**Aim of the exercise:** Please copy out the rows, requests included, starting at the first line and ending at the line that contains "122), (88, 128)]", and add 116 to every coordinate in the answers. Leave the pictures out.
------ Records shown ------
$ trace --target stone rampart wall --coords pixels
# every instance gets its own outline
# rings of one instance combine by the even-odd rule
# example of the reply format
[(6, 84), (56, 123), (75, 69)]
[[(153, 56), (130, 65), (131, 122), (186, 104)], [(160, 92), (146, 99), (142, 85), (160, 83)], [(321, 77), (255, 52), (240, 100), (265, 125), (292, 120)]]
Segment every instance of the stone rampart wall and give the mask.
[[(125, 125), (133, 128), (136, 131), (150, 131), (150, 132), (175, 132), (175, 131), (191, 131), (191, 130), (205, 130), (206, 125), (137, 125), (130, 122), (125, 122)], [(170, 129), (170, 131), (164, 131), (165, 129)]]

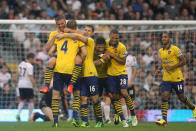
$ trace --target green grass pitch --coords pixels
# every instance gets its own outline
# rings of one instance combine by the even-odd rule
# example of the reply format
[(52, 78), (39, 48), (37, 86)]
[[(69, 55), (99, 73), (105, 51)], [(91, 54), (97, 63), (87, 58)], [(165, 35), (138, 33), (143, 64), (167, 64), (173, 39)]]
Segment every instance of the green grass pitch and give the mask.
[(73, 127), (70, 122), (60, 122), (58, 128), (52, 128), (51, 122), (19, 122), (0, 123), (0, 131), (196, 131), (195, 122), (170, 122), (168, 127), (161, 127), (155, 123), (139, 122), (137, 127), (123, 128), (121, 125), (104, 125), (103, 128), (94, 128), (91, 122), (88, 128)]

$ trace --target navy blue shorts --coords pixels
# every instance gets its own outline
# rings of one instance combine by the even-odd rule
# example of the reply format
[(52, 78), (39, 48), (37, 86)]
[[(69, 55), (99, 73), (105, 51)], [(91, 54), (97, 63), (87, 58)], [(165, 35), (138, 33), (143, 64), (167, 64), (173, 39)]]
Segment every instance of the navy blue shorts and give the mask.
[(80, 81), (81, 96), (95, 96), (98, 92), (98, 78), (96, 76), (83, 77)]
[(107, 77), (107, 91), (108, 93), (120, 93), (121, 89), (128, 88), (127, 75), (108, 76)]
[(53, 89), (57, 91), (63, 90), (65, 86), (69, 84), (69, 81), (71, 80), (70, 74), (63, 74), (54, 72), (53, 76)]
[(105, 93), (108, 93), (107, 91), (107, 77), (106, 78), (98, 78), (98, 90), (99, 90), (99, 96), (103, 95), (103, 91)]
[(161, 92), (164, 91), (171, 92), (172, 89), (175, 90), (176, 94), (184, 93), (184, 81), (179, 81), (179, 82), (163, 81), (161, 83)]
[(81, 78), (79, 78), (79, 79), (76, 81), (73, 90), (74, 90), (74, 91), (80, 91), (80, 88), (81, 88), (80, 84), (81, 84)]

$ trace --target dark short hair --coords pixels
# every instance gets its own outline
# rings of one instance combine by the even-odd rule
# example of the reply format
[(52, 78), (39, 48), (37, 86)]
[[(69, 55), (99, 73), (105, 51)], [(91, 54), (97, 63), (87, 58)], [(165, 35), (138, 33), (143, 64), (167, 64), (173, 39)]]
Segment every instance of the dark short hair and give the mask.
[(63, 16), (63, 15), (57, 15), (55, 17), (55, 21), (62, 20), (62, 19), (65, 19), (65, 16)]
[(105, 42), (105, 38), (104, 37), (98, 37), (97, 39), (96, 39), (96, 44), (97, 45), (100, 45), (100, 44), (106, 44), (106, 42)]
[(85, 25), (85, 27), (90, 27), (90, 28), (92, 29), (92, 32), (95, 31), (95, 28), (94, 28), (94, 26), (92, 26), (92, 25)]
[(113, 29), (110, 31), (110, 34), (119, 34), (118, 30), (117, 29)]
[(172, 36), (172, 33), (171, 33), (170, 31), (165, 31), (165, 32), (163, 32), (163, 33), (161, 34), (161, 36), (162, 36), (163, 34), (167, 34), (167, 35), (169, 36), (169, 38), (171, 38), (171, 36)]
[(76, 20), (72, 19), (72, 20), (69, 20), (67, 22), (67, 27), (70, 28), (70, 29), (76, 29), (77, 28), (77, 22)]
[(31, 58), (34, 58), (34, 57), (35, 57), (35, 55), (33, 53), (27, 54), (27, 59), (31, 59)]

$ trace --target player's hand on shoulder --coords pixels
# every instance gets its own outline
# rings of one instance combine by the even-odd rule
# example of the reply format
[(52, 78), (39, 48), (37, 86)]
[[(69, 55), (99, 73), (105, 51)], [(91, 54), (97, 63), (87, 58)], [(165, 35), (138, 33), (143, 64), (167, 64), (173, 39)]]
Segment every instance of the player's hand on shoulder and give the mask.
[(34, 89), (35, 89), (35, 93), (38, 94), (39, 93), (39, 89), (37, 87), (35, 87)]
[(63, 33), (56, 34), (56, 39), (61, 40), (63, 38), (64, 38), (64, 34)]
[(169, 71), (169, 70), (173, 70), (174, 67), (173, 66), (165, 66), (165, 69)]
[(69, 32), (71, 32), (71, 29), (65, 27), (64, 33), (69, 33)]
[(104, 61), (108, 61), (110, 59), (110, 56), (108, 54), (103, 54), (101, 58), (104, 59)]
[(110, 56), (110, 57), (113, 56), (113, 54), (111, 52), (107, 51), (107, 50), (105, 51), (105, 54), (108, 55), (108, 56)]
[(161, 70), (156, 70), (155, 75), (159, 75), (160, 72)]

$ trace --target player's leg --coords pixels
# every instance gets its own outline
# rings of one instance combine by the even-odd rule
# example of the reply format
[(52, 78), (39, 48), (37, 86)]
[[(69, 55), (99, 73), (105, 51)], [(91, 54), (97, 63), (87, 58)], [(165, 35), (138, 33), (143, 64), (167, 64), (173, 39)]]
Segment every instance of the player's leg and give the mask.
[(88, 127), (88, 104), (87, 104), (87, 96), (81, 96), (81, 107), (80, 107), (80, 116), (81, 116), (81, 127)]
[(26, 99), (28, 99), (28, 109), (29, 109), (29, 120), (31, 119), (31, 115), (33, 113), (33, 109), (34, 109), (34, 93), (33, 93), (33, 89), (25, 89), (25, 94), (26, 94)]
[(111, 104), (111, 99), (108, 95), (104, 96), (104, 101), (105, 101), (105, 105), (104, 105), (104, 115), (105, 115), (105, 123), (110, 124), (111, 123), (111, 119), (110, 119), (110, 104)]
[(55, 64), (56, 64), (56, 56), (51, 57), (48, 61), (48, 67), (46, 67), (45, 76), (44, 76), (45, 85), (43, 89), (40, 90), (40, 93), (47, 93), (50, 91), (49, 86), (53, 76), (53, 70)]
[(48, 118), (50, 121), (53, 121), (52, 109), (50, 107), (43, 107), (41, 110), (45, 114), (45, 116), (41, 117), (44, 121), (47, 121)]
[[(119, 95), (119, 83), (117, 81), (117, 77), (116, 76), (108, 76), (107, 78), (107, 91), (108, 91), (108, 95), (111, 98), (111, 102), (112, 105), (114, 106), (114, 109), (116, 111), (116, 113), (118, 114), (118, 116), (120, 116), (121, 120), (122, 120), (122, 124), (123, 127), (129, 127), (129, 125), (127, 124), (123, 112), (122, 112), (122, 105), (120, 102), (120, 95)], [(118, 118), (118, 117), (115, 117)], [(118, 120), (117, 120), (118, 121)], [(115, 123), (115, 121), (114, 121)]]
[(28, 109), (29, 109), (29, 120), (30, 120), (34, 109), (34, 98), (29, 99)]
[(73, 116), (72, 116), (72, 125), (75, 127), (79, 127), (78, 122), (78, 112), (80, 110), (80, 89), (77, 88), (77, 86), (74, 88), (74, 100), (72, 103), (72, 110), (73, 110)]
[(24, 107), (25, 104), (25, 98), (24, 98), (24, 93), (23, 93), (22, 88), (17, 88), (17, 95), (18, 95), (18, 113), (16, 115), (16, 119), (19, 122), (20, 121), (20, 113), (22, 111), (22, 108)]
[(178, 99), (183, 102), (186, 106), (189, 107), (189, 109), (193, 112), (193, 117), (196, 119), (196, 106), (190, 101), (189, 97), (184, 96), (184, 83), (181, 82), (175, 82), (173, 83), (174, 90), (176, 91), (176, 94), (178, 95)]
[(67, 91), (69, 93), (72, 93), (73, 88), (74, 88), (77, 80), (80, 77), (81, 71), (82, 71), (82, 58), (81, 58), (81, 56), (77, 55), (76, 59), (75, 59), (75, 66), (73, 69), (72, 77), (71, 77), (70, 83), (67, 87), (68, 88)]
[(125, 102), (125, 99), (122, 97), (120, 98), (121, 104), (122, 104), (122, 111), (123, 111), (123, 115), (125, 117), (125, 120), (128, 120), (128, 111), (127, 111), (127, 105)]
[(102, 119), (102, 110), (101, 110), (101, 102), (99, 99), (99, 90), (98, 90), (98, 78), (93, 76), (86, 79), (88, 82), (89, 93), (91, 95), (91, 99), (93, 102), (93, 109), (96, 117), (96, 126), (95, 127), (102, 127), (103, 126), (103, 119)]
[(135, 114), (133, 100), (128, 95), (128, 91), (127, 91), (127, 87), (128, 87), (128, 85), (127, 85), (128, 84), (127, 83), (127, 81), (128, 81), (127, 75), (120, 75), (120, 76), (118, 76), (118, 80), (120, 82), (120, 92), (121, 92), (121, 95), (124, 97), (126, 105), (129, 108), (131, 116), (132, 116), (132, 126), (137, 126), (138, 121), (137, 121), (137, 117), (136, 117), (136, 114)]
[(167, 124), (167, 111), (169, 108), (168, 101), (171, 92), (171, 83), (163, 81), (161, 84), (161, 112), (162, 112), (162, 119), (156, 121), (156, 124), (161, 126), (168, 126)]
[(81, 95), (81, 106), (80, 106), (80, 117), (81, 117), (81, 127), (88, 127), (88, 104), (87, 104), (87, 96), (88, 96), (88, 88), (85, 81), (85, 78), (81, 78), (80, 81), (80, 95)]
[(63, 74), (54, 72), (53, 77), (53, 91), (52, 91), (52, 113), (54, 119), (53, 127), (58, 127), (58, 114), (59, 114), (59, 98), (60, 92), (64, 88), (65, 78)]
------
**Task response:**
$ trace --target stone rampart wall --coords pixels
# every instance gets its own outline
# rings of one instance combine by the even-odd rule
# example of the reply format
[(6, 84), (56, 123), (75, 69)]
[[(153, 56), (130, 65), (131, 122), (186, 104)], [(160, 92), (146, 99), (142, 85), (160, 83)], [(321, 77), (255, 52), (240, 100), (265, 125), (292, 120)]]
Segment every instance of the stone rampart wall and give the mask.
[[(241, 241), (249, 244), (252, 247), (266, 247), (266, 248), (291, 248), (291, 247), (307, 247), (307, 246), (321, 246), (322, 241), (253, 241), (246, 238), (241, 238)], [(286, 245), (286, 247), (280, 247), (281, 245)]]

$ trace --target green grass pitch --coords pixels
# every instance gets its own outline
# rings of one instance combine by the even-odd rule
# example of the reply format
[(52, 78), (39, 48), (37, 86)]
[[(69, 55), (99, 73), (105, 51)], [(91, 54), (97, 63), (87, 58)], [(165, 35), (138, 33), (143, 64), (167, 64), (173, 39)]]
Segment every instance of the green grass pitch and give the mask.
[(189, 243), (186, 238), (176, 238), (174, 244), (168, 244), (167, 238), (135, 238), (116, 239), (116, 247), (312, 247), (311, 238), (286, 238), (284, 243), (277, 243), (271, 239), (255, 238), (253, 243), (239, 244), (237, 241), (220, 241), (219, 244), (210, 244), (207, 238), (204, 244)]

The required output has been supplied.